→ **TASK PROMPT**
A line belongs in the answer if it contains "fence"; copy every such line from the entries below.

[Source records]
[Start of Attachment]

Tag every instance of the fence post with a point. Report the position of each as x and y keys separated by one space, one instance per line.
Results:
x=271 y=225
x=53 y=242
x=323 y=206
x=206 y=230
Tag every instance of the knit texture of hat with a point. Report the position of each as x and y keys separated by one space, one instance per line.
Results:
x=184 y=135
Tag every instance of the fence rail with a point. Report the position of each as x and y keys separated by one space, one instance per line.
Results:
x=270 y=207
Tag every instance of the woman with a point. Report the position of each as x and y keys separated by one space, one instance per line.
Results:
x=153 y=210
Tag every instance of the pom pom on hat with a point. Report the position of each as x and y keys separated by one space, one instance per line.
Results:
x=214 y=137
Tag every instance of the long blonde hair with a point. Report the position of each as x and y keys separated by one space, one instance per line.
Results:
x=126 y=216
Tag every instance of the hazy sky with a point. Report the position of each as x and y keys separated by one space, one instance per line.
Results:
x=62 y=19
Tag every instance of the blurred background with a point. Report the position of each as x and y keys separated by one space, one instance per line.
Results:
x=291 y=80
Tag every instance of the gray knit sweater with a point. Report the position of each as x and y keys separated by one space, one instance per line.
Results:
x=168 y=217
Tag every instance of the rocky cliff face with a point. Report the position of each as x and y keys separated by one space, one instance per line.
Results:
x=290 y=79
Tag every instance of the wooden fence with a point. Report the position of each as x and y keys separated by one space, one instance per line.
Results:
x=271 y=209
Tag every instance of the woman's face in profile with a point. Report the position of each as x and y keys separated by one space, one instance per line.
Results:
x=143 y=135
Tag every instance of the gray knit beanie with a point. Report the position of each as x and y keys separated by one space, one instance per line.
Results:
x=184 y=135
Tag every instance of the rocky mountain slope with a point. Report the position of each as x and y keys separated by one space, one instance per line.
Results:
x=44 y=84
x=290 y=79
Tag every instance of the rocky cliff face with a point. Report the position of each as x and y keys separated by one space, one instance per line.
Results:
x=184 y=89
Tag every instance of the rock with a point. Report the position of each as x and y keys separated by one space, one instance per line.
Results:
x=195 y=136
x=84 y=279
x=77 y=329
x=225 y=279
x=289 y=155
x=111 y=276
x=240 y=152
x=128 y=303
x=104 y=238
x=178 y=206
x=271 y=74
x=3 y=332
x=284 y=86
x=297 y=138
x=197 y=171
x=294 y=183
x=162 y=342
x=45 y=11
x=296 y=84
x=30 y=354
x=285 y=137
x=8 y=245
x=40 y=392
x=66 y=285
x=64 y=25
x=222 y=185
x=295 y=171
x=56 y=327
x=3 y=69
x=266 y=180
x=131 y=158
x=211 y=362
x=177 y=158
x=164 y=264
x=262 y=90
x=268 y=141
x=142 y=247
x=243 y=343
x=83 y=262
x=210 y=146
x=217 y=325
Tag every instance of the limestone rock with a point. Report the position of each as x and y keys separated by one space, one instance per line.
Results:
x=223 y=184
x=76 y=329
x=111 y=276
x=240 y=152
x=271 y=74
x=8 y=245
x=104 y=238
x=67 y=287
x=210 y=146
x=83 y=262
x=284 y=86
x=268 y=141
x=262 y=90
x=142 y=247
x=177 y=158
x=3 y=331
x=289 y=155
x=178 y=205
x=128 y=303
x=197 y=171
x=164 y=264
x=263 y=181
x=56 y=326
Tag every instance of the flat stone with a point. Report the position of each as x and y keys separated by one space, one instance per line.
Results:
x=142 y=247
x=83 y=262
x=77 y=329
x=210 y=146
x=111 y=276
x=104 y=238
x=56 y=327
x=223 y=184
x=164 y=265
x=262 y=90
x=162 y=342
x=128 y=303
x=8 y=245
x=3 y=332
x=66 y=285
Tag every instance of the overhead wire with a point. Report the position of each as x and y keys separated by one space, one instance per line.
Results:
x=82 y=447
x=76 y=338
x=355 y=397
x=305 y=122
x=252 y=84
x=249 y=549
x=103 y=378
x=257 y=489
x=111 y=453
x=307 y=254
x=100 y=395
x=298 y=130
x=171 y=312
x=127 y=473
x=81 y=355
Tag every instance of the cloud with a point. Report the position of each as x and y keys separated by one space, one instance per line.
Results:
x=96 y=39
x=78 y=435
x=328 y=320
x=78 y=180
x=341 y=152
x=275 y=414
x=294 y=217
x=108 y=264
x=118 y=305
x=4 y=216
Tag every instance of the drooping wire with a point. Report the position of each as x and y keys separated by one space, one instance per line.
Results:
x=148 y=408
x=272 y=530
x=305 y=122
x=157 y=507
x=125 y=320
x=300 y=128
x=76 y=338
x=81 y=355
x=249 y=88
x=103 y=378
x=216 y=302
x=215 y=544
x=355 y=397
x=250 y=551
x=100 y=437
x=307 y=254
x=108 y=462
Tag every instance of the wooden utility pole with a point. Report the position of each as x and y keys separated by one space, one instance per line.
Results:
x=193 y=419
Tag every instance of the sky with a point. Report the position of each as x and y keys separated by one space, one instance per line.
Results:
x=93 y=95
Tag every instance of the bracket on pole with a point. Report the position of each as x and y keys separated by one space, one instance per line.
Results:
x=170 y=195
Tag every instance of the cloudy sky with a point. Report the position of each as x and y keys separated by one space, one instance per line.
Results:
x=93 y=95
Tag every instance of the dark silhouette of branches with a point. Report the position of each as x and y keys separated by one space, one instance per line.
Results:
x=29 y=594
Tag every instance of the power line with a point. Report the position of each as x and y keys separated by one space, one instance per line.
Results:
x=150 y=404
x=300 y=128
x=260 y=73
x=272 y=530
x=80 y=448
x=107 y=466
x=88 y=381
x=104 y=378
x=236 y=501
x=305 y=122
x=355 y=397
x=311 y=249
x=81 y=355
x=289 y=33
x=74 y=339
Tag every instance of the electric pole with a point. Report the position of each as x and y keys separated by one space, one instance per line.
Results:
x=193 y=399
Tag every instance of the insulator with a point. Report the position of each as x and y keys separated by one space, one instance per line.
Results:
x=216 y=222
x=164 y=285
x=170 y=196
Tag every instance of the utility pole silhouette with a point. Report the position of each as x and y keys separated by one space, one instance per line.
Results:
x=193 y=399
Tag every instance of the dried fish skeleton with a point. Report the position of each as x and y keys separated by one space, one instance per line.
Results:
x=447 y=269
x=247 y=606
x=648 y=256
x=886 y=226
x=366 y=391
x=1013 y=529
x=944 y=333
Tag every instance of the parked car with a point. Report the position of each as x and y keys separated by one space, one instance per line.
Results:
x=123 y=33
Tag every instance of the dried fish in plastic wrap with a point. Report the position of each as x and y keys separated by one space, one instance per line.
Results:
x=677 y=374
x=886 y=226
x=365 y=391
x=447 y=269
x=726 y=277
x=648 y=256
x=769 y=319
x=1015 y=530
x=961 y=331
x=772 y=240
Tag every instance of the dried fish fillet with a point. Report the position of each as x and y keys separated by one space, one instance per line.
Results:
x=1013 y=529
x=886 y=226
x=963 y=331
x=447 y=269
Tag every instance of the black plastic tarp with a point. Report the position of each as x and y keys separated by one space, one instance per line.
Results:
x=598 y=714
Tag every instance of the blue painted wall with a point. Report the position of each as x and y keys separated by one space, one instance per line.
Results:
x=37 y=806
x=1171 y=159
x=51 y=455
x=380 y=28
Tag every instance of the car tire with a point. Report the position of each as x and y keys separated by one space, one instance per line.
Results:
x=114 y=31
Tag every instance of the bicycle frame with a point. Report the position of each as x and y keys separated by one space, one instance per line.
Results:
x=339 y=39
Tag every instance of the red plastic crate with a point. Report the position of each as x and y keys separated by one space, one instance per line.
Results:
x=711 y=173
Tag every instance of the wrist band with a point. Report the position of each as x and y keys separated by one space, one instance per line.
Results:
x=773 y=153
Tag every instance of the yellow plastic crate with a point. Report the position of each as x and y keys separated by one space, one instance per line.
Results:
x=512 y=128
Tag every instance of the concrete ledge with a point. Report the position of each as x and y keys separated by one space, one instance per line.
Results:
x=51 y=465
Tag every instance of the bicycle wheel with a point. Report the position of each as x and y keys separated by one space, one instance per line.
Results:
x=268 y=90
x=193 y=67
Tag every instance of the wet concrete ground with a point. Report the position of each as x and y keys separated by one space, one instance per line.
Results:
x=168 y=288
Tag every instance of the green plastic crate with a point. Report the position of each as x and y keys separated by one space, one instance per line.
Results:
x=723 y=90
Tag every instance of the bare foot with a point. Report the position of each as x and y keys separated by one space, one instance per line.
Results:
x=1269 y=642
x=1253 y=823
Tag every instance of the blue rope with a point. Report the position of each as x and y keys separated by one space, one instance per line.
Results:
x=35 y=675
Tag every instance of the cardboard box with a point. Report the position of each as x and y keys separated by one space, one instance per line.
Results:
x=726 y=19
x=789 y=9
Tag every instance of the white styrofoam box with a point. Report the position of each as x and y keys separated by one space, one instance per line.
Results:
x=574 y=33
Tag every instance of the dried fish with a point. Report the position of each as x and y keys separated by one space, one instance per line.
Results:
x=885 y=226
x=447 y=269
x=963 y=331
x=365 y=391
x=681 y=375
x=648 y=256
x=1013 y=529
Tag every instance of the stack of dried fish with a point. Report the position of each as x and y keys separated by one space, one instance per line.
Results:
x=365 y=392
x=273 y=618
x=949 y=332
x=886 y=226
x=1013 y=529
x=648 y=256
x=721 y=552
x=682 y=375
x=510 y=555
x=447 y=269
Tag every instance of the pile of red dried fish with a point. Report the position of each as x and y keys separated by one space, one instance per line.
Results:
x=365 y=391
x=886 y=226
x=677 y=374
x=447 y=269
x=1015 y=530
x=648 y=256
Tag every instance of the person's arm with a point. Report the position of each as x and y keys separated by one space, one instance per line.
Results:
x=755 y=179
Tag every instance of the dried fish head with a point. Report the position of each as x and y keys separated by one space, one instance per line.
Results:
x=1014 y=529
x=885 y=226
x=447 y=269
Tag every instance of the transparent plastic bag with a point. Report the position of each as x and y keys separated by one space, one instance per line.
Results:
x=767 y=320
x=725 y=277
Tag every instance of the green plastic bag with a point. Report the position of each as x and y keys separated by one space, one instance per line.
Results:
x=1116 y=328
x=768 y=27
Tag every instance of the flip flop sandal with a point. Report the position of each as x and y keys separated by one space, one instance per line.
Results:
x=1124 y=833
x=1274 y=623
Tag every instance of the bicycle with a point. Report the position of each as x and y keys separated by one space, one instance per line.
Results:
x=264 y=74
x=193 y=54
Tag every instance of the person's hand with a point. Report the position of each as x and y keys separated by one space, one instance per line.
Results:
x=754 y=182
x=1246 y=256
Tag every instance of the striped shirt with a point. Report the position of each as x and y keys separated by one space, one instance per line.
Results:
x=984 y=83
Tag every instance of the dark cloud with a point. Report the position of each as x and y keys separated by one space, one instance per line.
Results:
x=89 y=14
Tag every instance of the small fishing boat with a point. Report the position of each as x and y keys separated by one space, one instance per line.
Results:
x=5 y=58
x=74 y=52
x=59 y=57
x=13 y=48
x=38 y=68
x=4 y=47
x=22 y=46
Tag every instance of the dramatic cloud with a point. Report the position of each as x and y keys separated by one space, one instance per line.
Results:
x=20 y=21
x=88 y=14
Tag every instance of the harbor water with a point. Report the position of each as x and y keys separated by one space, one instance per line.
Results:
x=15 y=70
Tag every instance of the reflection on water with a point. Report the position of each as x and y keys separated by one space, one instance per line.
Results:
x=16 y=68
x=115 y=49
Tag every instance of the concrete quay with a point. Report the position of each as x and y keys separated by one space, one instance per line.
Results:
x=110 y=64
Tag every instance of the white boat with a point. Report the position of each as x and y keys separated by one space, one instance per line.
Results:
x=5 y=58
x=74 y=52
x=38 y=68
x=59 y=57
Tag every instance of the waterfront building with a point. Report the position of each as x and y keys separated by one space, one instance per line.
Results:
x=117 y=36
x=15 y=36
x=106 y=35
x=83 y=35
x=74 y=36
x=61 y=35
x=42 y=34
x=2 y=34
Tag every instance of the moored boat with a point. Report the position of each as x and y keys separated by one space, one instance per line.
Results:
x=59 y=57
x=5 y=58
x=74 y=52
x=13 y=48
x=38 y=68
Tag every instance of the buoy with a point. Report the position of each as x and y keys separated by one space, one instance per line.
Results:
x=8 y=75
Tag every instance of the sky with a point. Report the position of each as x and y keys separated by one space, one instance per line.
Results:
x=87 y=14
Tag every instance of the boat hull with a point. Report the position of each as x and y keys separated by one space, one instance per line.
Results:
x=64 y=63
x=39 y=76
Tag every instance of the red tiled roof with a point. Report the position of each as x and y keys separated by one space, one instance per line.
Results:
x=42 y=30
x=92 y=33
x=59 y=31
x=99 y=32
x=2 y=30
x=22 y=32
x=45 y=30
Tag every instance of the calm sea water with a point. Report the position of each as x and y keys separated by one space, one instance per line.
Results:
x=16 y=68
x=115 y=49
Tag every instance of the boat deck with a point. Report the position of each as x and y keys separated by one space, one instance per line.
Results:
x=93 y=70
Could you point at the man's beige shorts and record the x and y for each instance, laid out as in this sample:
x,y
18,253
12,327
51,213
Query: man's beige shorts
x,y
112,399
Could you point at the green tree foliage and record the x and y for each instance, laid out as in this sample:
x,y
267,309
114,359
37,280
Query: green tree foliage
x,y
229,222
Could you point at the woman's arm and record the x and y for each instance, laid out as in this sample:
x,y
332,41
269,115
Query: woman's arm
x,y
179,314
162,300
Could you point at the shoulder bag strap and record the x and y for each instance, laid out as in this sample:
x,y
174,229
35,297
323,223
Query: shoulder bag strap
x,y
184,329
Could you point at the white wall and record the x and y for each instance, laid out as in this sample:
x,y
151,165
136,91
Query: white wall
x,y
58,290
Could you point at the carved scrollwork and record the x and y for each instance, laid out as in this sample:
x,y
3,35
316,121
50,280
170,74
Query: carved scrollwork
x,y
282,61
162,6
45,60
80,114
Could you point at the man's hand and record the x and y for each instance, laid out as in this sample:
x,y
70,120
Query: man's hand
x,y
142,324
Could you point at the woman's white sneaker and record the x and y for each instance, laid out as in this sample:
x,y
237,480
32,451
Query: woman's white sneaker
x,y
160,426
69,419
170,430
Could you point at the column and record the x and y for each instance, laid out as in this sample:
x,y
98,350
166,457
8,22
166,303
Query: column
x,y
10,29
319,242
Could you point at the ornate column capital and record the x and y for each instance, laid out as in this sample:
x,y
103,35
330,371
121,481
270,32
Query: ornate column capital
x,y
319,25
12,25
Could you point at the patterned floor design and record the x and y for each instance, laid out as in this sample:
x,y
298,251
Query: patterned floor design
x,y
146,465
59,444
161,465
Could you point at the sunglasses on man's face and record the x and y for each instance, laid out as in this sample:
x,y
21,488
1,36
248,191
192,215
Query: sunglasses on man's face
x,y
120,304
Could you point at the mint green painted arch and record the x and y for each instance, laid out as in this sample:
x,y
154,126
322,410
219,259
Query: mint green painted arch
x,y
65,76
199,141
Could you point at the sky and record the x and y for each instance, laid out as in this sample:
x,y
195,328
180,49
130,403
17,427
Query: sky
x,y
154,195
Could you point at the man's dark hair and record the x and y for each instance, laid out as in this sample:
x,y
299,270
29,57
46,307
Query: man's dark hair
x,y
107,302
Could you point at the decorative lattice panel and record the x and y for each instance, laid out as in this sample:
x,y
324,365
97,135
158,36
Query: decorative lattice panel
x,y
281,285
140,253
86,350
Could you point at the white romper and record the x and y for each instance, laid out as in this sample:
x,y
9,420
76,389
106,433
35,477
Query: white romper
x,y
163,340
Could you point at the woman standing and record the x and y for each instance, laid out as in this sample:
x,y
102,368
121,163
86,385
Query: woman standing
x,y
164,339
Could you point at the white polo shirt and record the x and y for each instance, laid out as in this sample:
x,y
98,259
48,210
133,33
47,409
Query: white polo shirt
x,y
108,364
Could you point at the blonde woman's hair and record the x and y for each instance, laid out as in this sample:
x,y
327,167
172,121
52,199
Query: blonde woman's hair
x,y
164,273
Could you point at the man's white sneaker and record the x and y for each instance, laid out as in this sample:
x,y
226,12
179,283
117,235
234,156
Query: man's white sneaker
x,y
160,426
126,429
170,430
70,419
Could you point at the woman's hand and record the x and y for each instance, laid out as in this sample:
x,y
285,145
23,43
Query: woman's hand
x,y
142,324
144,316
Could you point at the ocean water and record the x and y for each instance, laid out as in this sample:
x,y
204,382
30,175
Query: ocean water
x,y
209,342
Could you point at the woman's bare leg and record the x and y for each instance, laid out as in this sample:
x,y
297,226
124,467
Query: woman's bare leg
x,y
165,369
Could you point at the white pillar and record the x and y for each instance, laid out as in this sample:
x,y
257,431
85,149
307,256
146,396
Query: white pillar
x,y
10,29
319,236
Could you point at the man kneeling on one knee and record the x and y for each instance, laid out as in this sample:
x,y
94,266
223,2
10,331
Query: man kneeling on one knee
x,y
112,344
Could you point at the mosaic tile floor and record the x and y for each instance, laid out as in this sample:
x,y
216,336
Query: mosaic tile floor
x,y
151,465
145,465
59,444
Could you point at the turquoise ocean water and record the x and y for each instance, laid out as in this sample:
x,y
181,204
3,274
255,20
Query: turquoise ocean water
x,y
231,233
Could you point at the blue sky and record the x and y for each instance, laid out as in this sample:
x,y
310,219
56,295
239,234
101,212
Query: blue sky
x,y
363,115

[End of Attachment]

→ **ANSWER BOX**
Tag every instance of the fence post with a point. Report the position of each as x and y keys separated by one space, one instance per line.
Tag every instance of the fence rail with a point. Report the position of each as x and y keys separated by one space, one instance per line.
Tag every instance of the wooden fence with a point. Report the position of each as x and y keys separated by one space, one instance per line.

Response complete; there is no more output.